- _EXERCISE DATA_
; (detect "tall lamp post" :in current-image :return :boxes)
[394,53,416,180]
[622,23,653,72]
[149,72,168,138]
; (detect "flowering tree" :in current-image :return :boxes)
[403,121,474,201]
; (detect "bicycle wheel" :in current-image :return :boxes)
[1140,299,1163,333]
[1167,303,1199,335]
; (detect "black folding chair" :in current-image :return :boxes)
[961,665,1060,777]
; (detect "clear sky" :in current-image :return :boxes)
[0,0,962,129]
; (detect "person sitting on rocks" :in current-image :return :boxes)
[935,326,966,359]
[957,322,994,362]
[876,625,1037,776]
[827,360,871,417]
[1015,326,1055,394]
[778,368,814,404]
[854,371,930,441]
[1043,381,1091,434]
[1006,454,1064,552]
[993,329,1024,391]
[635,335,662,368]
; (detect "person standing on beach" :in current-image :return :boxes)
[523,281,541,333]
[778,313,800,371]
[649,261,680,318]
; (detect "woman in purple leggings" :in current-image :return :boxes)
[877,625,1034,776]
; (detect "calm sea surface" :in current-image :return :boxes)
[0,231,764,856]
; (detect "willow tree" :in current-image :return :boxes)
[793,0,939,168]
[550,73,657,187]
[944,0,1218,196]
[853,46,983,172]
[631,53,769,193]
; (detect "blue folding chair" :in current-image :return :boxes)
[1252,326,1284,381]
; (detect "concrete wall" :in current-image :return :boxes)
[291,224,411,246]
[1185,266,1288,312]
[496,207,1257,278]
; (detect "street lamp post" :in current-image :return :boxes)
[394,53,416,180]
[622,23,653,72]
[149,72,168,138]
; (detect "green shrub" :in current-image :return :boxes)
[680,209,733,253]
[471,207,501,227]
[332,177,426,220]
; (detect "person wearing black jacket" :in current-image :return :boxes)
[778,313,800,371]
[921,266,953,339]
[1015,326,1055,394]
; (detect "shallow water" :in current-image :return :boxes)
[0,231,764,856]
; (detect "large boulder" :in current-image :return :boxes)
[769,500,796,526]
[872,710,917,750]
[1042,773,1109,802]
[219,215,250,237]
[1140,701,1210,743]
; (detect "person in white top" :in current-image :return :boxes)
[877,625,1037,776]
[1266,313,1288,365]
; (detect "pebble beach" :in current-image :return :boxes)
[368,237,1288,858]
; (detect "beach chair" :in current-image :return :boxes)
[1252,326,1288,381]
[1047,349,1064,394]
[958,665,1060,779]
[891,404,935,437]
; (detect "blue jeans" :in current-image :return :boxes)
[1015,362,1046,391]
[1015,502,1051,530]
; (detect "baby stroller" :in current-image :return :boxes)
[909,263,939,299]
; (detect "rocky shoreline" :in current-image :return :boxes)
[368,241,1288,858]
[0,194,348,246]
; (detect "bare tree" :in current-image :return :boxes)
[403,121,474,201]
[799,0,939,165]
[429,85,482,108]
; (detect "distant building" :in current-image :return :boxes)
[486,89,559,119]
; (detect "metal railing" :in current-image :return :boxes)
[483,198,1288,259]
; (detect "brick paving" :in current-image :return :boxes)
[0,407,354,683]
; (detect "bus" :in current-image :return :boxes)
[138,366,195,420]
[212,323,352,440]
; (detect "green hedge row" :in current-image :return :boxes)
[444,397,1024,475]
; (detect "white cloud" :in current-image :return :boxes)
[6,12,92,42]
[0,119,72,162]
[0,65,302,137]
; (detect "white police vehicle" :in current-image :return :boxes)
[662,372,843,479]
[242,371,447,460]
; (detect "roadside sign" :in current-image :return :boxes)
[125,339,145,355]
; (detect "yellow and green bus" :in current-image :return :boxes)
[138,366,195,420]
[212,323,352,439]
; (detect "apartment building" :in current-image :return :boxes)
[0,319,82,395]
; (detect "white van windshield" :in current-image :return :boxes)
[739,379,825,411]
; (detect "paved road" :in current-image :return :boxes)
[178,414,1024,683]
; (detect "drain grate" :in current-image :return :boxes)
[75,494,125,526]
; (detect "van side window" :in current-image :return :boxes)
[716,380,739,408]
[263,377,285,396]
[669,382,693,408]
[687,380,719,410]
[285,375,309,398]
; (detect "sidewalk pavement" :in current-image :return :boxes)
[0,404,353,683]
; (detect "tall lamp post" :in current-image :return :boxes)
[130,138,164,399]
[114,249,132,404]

- _THE PROBLEM_
Turn the lines from the first one through the line holding "[332,177,426,220]", inclusive, into a numbered list with blank lines left out.

- _RESULT OF THIS EXERCISE_
1. ; (detect "tall lamp post" :in current-image :return :boxes)
2. [394,53,416,180]
3. [622,23,653,72]
4. [149,72,168,138]
5. ; (detect "flowering tree" :in current-image :return :boxes)
6. [403,121,474,201]
7. ; (detect "bicycle wheel" :in current-image :return :boxes)
8. [1140,299,1163,333]
9. [1167,303,1199,335]
10. ; (detect "black folding chair" :in current-image :return :boxes)
11. [961,665,1060,777]
12. ; (detect "clear sky" :in current-image :return :boxes)
13. [0,0,962,129]
14. ; (detect "person sitting on rocks" :in current-image :return :boxes)
15. [935,326,966,359]
16. [957,322,994,362]
17. [876,625,1037,776]
18. [827,360,871,417]
19. [1015,326,1055,394]
20. [778,368,814,404]
21. [854,371,930,441]
22. [1043,381,1091,434]
23. [1006,454,1064,552]
24. [993,329,1024,391]
25. [635,335,662,368]
26. ; (detect "person standing on beach" :in current-image :return :boxes)
27. [523,281,541,333]
28. [778,313,800,371]
29. [649,261,680,318]
30. ; (detect "woman in purple leggings" :in current-image :return :boxes)
31. [877,625,1034,776]
32. ; (detect "calm sea surface" :in current-image :return :boxes)
33. [0,231,764,856]
34. ; (detect "willow tree" :in current-image :return :boxes)
35. [793,0,939,168]
36. [550,73,657,187]
37. [944,0,1218,196]
38. [853,46,983,172]
39. [631,53,769,193]
40. ; (detect "blue folding chair" :in current-image :return :boxes)
41. [1252,326,1284,381]
42. ; (detect "concrete wall" :in current-image :return :boxes)
43. [291,224,411,246]
44. [1185,266,1288,312]
45. [496,207,1257,278]
46. ; (detect "street lamp post" :in current-image :return :boxes)
47. [394,53,416,180]
48. [622,23,653,72]
49. [149,72,168,138]
50. ; (detect "green shrub" :in current-image :return :boxes)
51. [680,209,733,253]
52. [471,207,501,227]
53. [332,177,426,220]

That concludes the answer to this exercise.